> Work to complete: Put each line of the rows below, from the line with "on the vehicle" to the line with "Query: rescue worker crouching", both included, into a JSON list of strings, one string per line, with blank lines left out. Give only that list.

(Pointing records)
_ _ _
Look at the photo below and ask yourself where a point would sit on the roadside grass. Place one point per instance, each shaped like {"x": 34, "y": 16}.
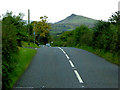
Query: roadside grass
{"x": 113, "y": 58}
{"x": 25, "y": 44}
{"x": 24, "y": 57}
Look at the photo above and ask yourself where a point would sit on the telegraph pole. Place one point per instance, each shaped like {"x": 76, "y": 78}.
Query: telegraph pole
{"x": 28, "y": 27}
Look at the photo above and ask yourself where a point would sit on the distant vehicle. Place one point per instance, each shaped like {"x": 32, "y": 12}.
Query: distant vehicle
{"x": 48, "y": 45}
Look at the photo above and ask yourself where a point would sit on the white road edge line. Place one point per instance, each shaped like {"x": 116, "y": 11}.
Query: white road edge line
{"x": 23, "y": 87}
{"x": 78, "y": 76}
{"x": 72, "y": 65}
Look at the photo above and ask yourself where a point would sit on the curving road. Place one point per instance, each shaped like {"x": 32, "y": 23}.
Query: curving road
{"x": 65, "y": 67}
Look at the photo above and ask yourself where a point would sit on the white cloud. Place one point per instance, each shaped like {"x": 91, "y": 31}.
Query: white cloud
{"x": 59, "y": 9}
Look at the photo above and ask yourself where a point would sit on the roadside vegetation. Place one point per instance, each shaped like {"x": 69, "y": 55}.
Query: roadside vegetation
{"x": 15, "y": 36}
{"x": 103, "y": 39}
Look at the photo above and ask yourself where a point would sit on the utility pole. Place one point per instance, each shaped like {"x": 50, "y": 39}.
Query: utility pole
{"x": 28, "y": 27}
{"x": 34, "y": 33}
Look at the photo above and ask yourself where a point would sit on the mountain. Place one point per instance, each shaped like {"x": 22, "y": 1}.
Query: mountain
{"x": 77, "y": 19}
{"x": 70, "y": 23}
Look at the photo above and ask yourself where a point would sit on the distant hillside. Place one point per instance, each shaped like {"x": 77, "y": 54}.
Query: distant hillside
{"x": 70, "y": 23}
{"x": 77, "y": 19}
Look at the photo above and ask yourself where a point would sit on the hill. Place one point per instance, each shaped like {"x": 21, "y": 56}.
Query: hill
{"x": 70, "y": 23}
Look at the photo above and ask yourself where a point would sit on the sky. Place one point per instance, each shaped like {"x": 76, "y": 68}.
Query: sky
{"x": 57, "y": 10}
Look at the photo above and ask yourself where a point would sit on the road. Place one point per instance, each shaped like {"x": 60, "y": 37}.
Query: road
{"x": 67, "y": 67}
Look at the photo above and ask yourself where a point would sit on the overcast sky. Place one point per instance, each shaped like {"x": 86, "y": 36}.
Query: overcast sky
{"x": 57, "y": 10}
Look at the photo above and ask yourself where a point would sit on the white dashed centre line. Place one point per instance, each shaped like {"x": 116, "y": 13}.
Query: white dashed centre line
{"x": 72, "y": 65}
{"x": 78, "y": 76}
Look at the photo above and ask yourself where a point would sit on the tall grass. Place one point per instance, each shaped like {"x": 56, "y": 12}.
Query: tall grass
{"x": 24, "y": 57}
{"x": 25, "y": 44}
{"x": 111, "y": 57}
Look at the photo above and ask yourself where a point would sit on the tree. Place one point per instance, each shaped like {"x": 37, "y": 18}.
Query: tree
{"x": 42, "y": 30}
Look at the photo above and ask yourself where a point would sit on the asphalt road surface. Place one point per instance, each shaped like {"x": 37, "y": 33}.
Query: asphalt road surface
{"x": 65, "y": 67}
_ _ _
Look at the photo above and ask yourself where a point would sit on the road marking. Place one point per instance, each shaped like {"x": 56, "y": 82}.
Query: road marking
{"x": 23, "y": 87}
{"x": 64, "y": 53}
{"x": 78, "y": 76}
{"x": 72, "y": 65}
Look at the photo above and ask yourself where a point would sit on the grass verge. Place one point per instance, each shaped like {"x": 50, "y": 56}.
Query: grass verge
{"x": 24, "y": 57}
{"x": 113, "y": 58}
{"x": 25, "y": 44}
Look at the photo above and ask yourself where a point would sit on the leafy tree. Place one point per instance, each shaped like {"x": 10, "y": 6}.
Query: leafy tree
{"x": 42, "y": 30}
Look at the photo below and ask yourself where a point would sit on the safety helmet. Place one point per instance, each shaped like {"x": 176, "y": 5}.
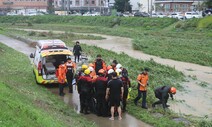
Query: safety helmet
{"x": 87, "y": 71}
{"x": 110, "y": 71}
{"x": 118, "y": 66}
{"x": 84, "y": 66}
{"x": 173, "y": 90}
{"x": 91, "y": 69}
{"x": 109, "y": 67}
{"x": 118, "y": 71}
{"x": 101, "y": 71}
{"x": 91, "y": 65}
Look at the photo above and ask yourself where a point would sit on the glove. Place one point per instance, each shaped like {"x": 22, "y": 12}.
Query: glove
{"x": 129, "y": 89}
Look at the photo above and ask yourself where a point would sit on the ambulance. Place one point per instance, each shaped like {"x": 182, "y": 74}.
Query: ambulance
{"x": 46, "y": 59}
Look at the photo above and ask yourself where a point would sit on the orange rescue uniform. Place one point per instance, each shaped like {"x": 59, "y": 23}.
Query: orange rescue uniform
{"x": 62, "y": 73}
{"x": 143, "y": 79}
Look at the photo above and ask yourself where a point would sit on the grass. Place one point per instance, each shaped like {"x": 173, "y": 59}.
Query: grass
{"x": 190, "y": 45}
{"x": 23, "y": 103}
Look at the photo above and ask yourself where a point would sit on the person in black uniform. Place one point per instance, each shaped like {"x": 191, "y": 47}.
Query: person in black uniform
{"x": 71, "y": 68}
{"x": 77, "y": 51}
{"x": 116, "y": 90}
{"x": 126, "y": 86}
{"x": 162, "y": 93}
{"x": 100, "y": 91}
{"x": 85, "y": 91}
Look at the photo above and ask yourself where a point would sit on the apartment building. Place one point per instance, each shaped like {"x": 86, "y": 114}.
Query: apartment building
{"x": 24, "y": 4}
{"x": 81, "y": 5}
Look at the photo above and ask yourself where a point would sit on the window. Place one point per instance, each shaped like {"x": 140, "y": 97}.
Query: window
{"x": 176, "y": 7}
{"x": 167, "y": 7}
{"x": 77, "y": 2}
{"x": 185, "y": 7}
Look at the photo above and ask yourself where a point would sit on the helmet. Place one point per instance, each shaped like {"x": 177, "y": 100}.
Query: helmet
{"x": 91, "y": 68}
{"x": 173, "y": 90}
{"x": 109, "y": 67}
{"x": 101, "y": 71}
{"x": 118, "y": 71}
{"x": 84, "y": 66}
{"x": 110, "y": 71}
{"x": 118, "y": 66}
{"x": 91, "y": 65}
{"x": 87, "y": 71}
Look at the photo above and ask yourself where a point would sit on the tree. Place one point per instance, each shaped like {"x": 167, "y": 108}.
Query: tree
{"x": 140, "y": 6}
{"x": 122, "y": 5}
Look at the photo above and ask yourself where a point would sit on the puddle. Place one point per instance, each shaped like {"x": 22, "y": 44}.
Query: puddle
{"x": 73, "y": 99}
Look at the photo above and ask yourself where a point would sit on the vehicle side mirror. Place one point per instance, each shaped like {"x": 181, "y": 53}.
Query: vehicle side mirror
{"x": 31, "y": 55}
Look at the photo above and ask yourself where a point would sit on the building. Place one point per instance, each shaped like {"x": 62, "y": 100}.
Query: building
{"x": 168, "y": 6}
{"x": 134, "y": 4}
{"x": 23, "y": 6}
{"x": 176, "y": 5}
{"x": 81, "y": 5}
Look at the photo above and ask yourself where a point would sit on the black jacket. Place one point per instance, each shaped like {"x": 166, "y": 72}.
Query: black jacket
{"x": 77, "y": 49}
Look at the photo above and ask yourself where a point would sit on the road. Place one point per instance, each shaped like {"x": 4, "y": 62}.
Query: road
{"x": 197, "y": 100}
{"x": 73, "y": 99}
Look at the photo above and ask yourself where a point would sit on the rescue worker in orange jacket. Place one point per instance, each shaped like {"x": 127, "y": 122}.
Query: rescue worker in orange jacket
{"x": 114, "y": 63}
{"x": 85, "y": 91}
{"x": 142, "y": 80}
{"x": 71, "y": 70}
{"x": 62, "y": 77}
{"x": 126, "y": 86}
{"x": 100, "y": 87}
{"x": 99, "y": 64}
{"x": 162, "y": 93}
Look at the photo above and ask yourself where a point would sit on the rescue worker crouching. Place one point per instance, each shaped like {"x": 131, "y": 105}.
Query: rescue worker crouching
_ _ _
> Finished answer:
[
  "Look at the photo above and ask yourself where a point would sit on the vehicle side mirror. Place one point per instance, each shaped like {\"x\": 181, \"y\": 53}.",
  "Query: vehicle side mirror",
  "{\"x\": 31, \"y\": 55}",
  "Look at the photo above and ask yourself where a point would sit on the building. Place one point per instance, each shaped like {\"x\": 62, \"y\": 100}.",
  "Query: building",
  "{\"x\": 168, \"y\": 6}",
  "{\"x\": 134, \"y\": 4}",
  "{\"x\": 23, \"y\": 6}",
  "{\"x\": 176, \"y\": 5}",
  "{\"x\": 81, \"y\": 5}",
  "Look at the photo above and ask yourself where a point would sit on the black jacket. Place one point per instance, each shaped like {\"x\": 166, \"y\": 72}.",
  "Query: black jacket",
  "{\"x\": 77, \"y\": 49}",
  "Look at the photo above and ask yourself where a point would sit on the road. Place one point per instance, each shaped like {\"x\": 4, \"y\": 62}.",
  "Query: road",
  "{\"x\": 197, \"y\": 100}",
  "{\"x\": 73, \"y\": 99}",
  "Look at the photo above and ask yourself where a point would sit on the rescue worker in orange jacket. Place one point per instance, each shaped like {\"x\": 127, \"y\": 122}.",
  "Query: rescue worker in orange jacket",
  "{\"x\": 114, \"y\": 63}",
  "{\"x\": 85, \"y\": 91}",
  "{\"x\": 142, \"y\": 80}",
  "{\"x\": 71, \"y\": 70}",
  "{\"x\": 62, \"y\": 77}",
  "{\"x\": 126, \"y\": 86}",
  "{\"x\": 100, \"y\": 87}",
  "{\"x\": 99, \"y\": 64}",
  "{\"x\": 162, \"y\": 93}",
  "Look at the photo above and ask yourself where a point would sit on the rescue worker crouching. Place one point per instance, each shaped like {\"x\": 131, \"y\": 105}.",
  "Query: rescue worker crouching"
]